■ Do this ■
Update the data below by changing "blinds" to "shades" and leaving every other part unchanged.

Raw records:
# # #

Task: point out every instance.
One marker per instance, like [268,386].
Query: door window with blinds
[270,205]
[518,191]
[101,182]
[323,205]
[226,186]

# # #

■ Correct answer ■
Task: point out every instance.
One marker per instance, like [268,386].
Query: door window with shades
[270,205]
[518,191]
[101,182]
[323,205]
[226,186]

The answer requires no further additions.